Goal:
Copy out the records below, switching each "target" to "object" and leaving every other part as it stands.

Supplied records:
****************************************
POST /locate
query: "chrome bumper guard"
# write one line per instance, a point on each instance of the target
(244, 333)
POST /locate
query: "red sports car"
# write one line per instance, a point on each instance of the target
****************************************
Answer to the exercise:
POST /locate
query: "chrome bumper guard"
# write one line per instance, a point on each instance of the object
(244, 333)
POST /locate
query: "red sports car"
# write one line per instance, a point on each instance of the object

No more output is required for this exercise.